§ What this task involves: Please print the records below exactly as they are written.

[Source data]
BEGIN

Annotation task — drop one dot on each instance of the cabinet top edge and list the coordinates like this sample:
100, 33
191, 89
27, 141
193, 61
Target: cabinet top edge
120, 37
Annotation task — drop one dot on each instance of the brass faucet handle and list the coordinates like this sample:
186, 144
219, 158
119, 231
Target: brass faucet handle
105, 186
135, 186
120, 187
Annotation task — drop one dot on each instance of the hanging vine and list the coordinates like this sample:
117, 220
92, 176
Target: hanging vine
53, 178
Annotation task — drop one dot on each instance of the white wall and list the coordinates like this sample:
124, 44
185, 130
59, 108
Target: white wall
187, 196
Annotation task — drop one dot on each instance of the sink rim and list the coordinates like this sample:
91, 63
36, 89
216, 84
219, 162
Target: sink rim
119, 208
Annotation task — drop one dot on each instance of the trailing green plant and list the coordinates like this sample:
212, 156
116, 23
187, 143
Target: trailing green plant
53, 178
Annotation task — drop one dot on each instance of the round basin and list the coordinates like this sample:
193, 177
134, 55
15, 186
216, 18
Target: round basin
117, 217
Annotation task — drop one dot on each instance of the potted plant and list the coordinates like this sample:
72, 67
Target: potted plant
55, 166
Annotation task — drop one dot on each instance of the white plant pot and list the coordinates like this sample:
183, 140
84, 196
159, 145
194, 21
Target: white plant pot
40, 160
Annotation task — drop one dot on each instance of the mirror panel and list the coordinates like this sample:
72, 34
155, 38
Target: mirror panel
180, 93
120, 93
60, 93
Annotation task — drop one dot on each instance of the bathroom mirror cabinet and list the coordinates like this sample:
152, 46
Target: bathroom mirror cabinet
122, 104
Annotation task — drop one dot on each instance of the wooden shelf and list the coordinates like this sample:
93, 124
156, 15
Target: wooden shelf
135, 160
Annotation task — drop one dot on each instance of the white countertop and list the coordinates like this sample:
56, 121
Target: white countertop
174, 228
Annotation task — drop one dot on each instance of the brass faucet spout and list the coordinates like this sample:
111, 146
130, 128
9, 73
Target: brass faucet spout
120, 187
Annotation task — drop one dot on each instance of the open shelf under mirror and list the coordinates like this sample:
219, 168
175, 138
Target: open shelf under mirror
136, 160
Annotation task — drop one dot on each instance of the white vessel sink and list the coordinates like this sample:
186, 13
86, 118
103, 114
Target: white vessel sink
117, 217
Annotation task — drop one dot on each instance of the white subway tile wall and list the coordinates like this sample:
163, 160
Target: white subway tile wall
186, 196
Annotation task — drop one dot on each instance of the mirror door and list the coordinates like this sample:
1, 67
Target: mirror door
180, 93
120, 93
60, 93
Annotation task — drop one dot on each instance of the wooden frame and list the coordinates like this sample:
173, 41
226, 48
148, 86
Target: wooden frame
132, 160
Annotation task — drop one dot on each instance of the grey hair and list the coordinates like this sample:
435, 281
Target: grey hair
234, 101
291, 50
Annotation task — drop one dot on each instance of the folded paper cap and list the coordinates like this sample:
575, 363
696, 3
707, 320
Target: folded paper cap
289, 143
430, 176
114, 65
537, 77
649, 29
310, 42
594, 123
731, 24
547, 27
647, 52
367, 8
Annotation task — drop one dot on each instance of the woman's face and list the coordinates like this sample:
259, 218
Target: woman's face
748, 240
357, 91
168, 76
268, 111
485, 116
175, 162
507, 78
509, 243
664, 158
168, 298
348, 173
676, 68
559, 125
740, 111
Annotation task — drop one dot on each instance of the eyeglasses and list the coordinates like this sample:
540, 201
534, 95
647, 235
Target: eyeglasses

END

§ Response area:
Annotation task — drop one dot on each instance of the cabinet top edge and list the coordinates like this sample:
100, 33
191, 89
27, 141
193, 61
Target: cabinet top edge
120, 37
Annotation task — drop one dot on each instance of the brass faucet handle and list the coordinates like this sample:
186, 144
219, 158
119, 231
Target: brass faucet handle
105, 186
135, 186
120, 187
Annotation task — drop one dot on each instance of the hanging vine and list the coordinates like this sample:
117, 220
92, 176
Target: hanging vine
53, 178
Annotation task — drop one dot on each instance of the white wall and list the coordinates like this sample:
124, 44
185, 130
59, 108
Target: white wall
187, 196
Annotation task — drop one dot on each instance of the sink rim and list the coordinates like this sample:
91, 63
36, 89
216, 84
219, 162
Target: sink rim
119, 208
Annotation task — drop one dot on each instance of the trailing green plant and list the coordinates like this sample:
212, 156
116, 23
187, 143
Target: trailing green plant
53, 178
Annotation task — drop one dot on each instance of the round basin and list the coordinates like this sample:
193, 177
134, 55
15, 186
216, 18
Target: round basin
117, 217
Annotation task — drop one dot on each instance of the potted plant and list the coordinates like this sample:
72, 67
Target: potted plant
55, 166
Annotation task — drop one dot on each instance of the white plant pot and list the coordinates like this sample:
183, 140
84, 196
159, 145
194, 21
Target: white plant pot
40, 160
Annotation task — drop one dot on each instance of the mirror panel and list the coordinates like this sample:
72, 34
155, 38
Target: mirror panel
180, 93
120, 93
60, 93
Annotation task — drop one dot on each instance of the bathroom mirror cabinet and list the coordinates like this sample:
152, 46
Target: bathroom mirror cabinet
122, 104
Annotation task — drop one dot on each instance of the wooden shelf and list the coordinates like this sample:
93, 124
156, 15
Target: wooden shelf
135, 160
Annotation task — drop one dot on each instance of the white countertop and list the coordinates like this sample:
56, 121
Target: white countertop
174, 228
Annotation task — drop one dot on each instance of the brass faucet spout and list the coordinates like this sample:
111, 146
130, 128
9, 73
Target: brass faucet spout
120, 187
Annotation task — drop one dot on each instance of the open shelf under mirror and list the coordinates like this sample:
219, 168
175, 138
Target: open shelf under mirror
136, 160
Annotation task — drop one dot on each instance of the white vessel sink and list the coordinates like this sample:
186, 13
86, 118
103, 114
Target: white vessel sink
117, 217
Annotation task — drop one dot on each instance of the white subway tile wall and list the coordinates like this sample:
163, 160
Target: white subway tile wall
186, 196
Annotation task — drop one dot on each instance of the mirror door and list the coordinates like this sample:
1, 67
Target: mirror door
180, 93
120, 93
60, 93
Annotation task — drop one dot on each instance of the wooden frame and list the coordinates like this sample:
173, 41
226, 48
148, 86
Target: wooden frame
132, 160
Annotation task — drop one dot on each instance of the grey hair and list the coordinates like this sample:
435, 281
Target: grey hair
234, 101
291, 50
Annotation task — drop one dot on each instance of the folded paper cap and list the coordinates like this sample:
575, 363
696, 3
707, 320
Target: folded paper cap
289, 143
430, 176
114, 65
537, 77
649, 29
310, 42
594, 123
731, 24
547, 27
647, 52
367, 8
Annotation task — drop one dot on each instance of the woman's face and list the coordinates like this sample:
259, 218
Target: woman's face
748, 240
357, 91
168, 76
268, 111
485, 116
175, 162
507, 78
509, 243
664, 158
168, 298
348, 173
676, 68
559, 125
740, 111
Annotation task — drop one dot on each instance of the eyeglasses and list the coordinates like this sample:
540, 201
534, 95
647, 235
Target: eyeglasses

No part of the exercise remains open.